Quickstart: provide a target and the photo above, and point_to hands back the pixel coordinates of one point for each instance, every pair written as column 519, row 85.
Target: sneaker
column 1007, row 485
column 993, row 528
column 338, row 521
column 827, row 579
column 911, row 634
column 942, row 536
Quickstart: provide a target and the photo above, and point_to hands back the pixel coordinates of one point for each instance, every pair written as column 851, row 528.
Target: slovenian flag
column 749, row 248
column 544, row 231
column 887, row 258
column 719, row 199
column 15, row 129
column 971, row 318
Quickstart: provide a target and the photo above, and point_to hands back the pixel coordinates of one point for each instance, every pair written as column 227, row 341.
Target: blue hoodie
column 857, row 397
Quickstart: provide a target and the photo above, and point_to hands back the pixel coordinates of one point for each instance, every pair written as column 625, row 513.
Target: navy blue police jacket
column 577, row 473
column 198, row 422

※ ※ ※

### Requirement
Can you copy out all of the items above, word for word and character for character?

### The reply
Quickstart: provide a target and the photo above, and point_to hands back the pixel coordinates of one point for each instance, every pair written as column 519, row 85.
Target: sneaker
column 1007, row 485
column 993, row 528
column 338, row 521
column 827, row 579
column 911, row 634
column 942, row 536
Quickstart: provide a target and the photo above, and point_to hands back the pixel coordinates of one point for each instance, every pair written as column 851, row 528.
Target: slovenian flag
column 749, row 248
column 544, row 231
column 887, row 258
column 719, row 199
column 15, row 129
column 971, row 318
Quickstart: provide a target and the photo above, and point_to hands back the pixel coordinates of one point for each instance, every pair written as column 227, row 341.
Target: blue hoodie
column 857, row 397
Quickstart: provide a target and the photo above, and point_to hands back the pixel coordinates of one point for each instance, every pair written as column 625, row 513.
Target: navy blue police jacket
column 577, row 473
column 198, row 422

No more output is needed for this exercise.